EXCERPT PROVIDED START

Require low-income units in every project
In response to “Project’s parking raises concerns” (Oct. 16) and related articles:
Friday I read several Observer articles about new developments in Charlotte that will require City approval.
Where is the requirement for a percentage of low-income housing? Charlotte needs one.
Come on Charlotte, let’s apply this requirement to all new developments!
Fred R. Bailey, Charlotte
I do care about Hillary’s emails
Unlike Bernie Sanders, I remain curious about Hillary Clinton’s emails.
The Secretary of State is fourth in line for the presidency. Clinton was Secretary of State for four years.
During that time she visited 112 countries. It was the time of the Arab Spring and turmoil existed in various parts of the world, including a place called Benghazi.
With that as backdrop, she maintains that she kept classified information out of her email. That would be most unusual for anyone who might occupy that position.
Something about this just does not add up, and I hope the FBI can get to the bottom of it.

EXCERPT PROVIDED END
PROVIDED RECORDS START

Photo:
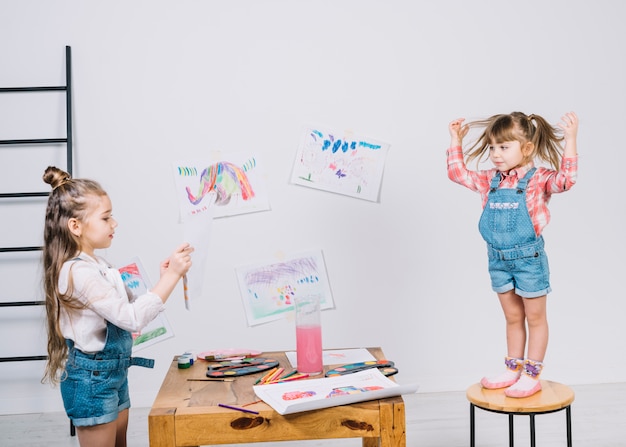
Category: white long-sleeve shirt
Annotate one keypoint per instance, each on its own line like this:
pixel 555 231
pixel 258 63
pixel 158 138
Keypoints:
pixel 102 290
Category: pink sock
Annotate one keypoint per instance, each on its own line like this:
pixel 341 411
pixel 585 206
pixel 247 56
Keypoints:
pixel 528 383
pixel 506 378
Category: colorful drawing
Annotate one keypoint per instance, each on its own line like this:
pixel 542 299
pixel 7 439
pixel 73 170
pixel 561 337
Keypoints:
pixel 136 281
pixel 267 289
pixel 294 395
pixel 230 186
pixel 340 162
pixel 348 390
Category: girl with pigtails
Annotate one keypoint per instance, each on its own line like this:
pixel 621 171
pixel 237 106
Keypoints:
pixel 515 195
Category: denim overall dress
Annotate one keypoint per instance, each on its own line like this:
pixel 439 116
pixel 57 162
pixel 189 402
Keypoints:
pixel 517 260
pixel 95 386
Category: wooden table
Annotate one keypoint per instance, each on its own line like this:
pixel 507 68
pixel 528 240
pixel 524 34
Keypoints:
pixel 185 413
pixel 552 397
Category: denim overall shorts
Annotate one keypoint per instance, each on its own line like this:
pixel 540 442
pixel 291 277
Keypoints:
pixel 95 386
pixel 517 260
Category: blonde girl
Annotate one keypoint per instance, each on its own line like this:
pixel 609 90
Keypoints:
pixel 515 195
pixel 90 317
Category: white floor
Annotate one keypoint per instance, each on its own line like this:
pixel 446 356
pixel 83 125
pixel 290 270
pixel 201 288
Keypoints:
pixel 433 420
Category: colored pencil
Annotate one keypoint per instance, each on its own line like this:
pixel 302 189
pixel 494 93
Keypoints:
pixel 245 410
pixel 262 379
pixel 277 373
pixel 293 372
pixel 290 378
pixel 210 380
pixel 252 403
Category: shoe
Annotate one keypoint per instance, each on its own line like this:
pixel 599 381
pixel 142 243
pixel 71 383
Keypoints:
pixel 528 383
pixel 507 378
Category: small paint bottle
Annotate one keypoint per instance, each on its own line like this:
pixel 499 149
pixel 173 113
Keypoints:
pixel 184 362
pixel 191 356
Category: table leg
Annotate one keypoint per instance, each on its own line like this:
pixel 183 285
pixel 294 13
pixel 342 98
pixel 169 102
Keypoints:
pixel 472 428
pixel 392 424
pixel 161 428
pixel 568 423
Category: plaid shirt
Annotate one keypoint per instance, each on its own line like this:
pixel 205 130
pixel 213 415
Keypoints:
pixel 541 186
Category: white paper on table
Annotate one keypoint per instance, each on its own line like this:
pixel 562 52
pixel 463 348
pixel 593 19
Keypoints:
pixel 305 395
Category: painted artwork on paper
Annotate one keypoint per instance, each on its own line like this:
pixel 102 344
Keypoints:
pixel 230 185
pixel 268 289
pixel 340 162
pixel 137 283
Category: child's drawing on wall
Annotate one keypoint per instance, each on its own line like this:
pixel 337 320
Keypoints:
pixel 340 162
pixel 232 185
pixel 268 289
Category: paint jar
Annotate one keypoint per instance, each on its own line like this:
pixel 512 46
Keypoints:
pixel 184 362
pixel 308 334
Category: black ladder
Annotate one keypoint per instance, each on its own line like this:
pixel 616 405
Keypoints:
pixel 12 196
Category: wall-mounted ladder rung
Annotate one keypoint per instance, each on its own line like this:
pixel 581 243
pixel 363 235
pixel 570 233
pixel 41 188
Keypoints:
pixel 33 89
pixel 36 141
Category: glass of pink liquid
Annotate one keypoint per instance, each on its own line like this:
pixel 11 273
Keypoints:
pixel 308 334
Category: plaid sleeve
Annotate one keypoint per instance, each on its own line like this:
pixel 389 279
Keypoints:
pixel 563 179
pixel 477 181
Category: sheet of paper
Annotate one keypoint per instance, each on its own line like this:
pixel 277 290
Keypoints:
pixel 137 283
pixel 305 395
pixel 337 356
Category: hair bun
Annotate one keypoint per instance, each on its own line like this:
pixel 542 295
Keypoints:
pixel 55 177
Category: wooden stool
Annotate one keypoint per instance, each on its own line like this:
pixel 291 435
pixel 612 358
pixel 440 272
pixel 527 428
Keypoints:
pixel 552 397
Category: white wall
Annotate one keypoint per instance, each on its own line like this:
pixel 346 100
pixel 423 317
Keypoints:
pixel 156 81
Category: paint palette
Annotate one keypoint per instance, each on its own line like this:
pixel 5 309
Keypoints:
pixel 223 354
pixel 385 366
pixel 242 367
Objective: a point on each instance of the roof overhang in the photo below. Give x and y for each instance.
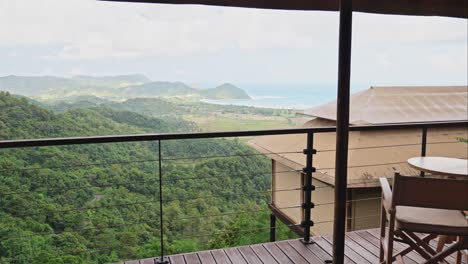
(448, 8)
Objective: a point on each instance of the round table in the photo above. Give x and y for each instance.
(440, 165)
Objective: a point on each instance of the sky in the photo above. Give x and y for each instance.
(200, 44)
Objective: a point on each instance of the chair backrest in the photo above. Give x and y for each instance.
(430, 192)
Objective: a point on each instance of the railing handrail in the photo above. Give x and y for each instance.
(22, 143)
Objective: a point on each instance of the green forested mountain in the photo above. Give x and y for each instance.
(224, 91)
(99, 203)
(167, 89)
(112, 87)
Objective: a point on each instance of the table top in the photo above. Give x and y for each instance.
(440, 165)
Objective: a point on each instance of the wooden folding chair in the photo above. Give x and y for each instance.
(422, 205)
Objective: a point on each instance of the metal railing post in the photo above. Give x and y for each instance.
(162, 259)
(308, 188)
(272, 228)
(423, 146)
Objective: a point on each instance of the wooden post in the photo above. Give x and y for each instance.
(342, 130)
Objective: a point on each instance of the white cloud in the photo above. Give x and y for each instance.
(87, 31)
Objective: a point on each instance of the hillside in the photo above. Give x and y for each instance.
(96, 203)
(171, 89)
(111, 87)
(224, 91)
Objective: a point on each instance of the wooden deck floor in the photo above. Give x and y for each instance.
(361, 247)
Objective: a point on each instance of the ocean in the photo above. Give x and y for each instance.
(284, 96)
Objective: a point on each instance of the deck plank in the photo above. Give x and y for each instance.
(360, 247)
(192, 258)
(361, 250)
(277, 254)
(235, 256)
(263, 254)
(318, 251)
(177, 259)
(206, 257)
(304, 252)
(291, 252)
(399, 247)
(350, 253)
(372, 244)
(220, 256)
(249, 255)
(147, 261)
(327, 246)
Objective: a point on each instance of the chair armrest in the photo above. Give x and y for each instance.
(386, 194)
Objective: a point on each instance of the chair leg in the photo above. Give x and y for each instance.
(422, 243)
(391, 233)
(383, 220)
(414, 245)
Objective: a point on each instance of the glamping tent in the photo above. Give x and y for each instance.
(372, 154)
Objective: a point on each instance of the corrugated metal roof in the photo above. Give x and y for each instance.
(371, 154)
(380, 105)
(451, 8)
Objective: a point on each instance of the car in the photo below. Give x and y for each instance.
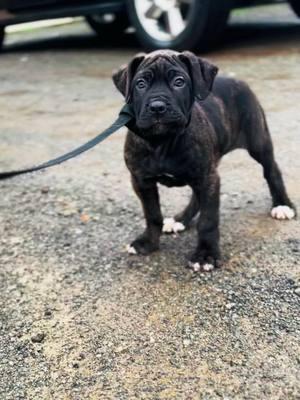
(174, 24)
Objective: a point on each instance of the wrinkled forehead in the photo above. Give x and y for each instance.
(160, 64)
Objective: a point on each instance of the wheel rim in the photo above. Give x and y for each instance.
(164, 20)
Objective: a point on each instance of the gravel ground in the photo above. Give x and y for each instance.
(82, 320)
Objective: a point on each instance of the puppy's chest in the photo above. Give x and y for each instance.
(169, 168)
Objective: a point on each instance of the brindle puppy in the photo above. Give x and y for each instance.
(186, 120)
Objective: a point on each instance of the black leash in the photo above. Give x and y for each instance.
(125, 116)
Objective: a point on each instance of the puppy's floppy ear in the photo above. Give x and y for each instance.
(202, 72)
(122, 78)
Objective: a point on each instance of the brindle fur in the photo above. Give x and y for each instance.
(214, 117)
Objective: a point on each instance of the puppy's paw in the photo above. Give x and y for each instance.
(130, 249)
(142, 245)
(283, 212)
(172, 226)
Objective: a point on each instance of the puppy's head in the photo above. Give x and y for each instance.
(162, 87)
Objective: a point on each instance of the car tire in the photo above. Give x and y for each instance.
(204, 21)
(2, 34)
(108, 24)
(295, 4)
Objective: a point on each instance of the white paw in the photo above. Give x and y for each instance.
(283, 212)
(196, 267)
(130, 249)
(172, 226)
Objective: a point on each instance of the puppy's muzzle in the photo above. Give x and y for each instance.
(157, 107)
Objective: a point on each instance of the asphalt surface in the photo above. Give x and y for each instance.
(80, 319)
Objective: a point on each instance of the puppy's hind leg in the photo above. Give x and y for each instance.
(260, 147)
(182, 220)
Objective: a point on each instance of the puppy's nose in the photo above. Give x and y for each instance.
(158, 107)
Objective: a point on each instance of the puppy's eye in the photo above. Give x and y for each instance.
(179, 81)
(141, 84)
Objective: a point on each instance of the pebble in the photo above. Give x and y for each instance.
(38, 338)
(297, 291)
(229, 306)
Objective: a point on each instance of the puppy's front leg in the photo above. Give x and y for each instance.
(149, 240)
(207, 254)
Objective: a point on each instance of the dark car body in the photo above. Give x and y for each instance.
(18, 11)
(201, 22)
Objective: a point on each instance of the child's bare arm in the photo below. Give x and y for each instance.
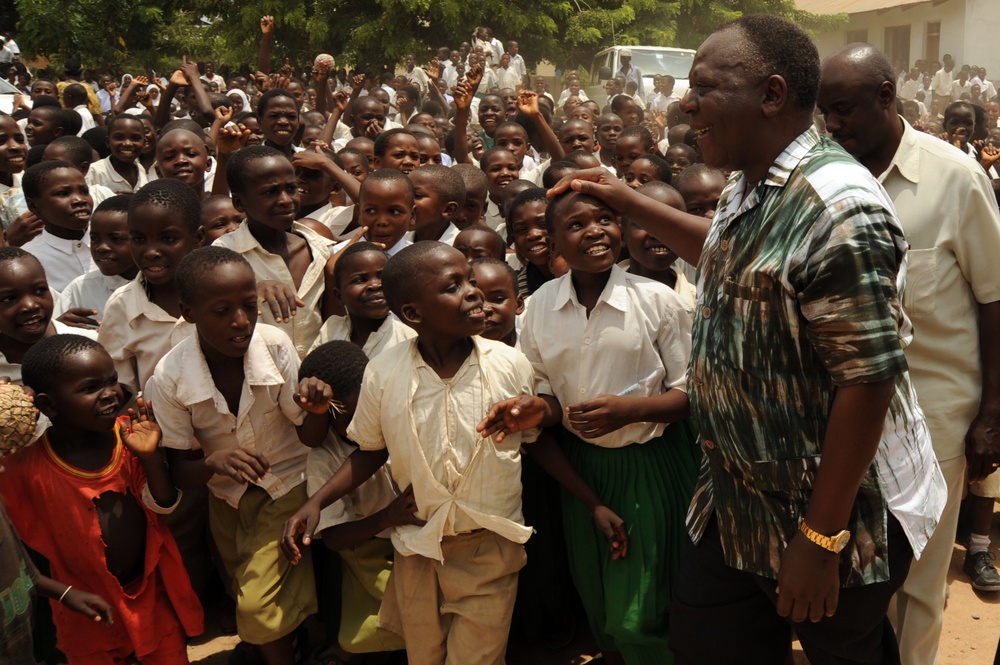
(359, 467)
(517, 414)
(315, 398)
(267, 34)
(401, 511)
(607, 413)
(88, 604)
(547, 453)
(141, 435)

PROVIDED RECORDS END

> **GOAL OF THE EXERCISE**:
Answer these questions using the letters to the editor above:
(a) What date is given for the article "Project's parking raises concerns"?
(b) For how many years was Clinton Secretary of State?
(c) How many countries did she visit during that time?

> **EXERCISE RESULT**:
(a) Oct. 16
(b) Four years
(c) 112 countries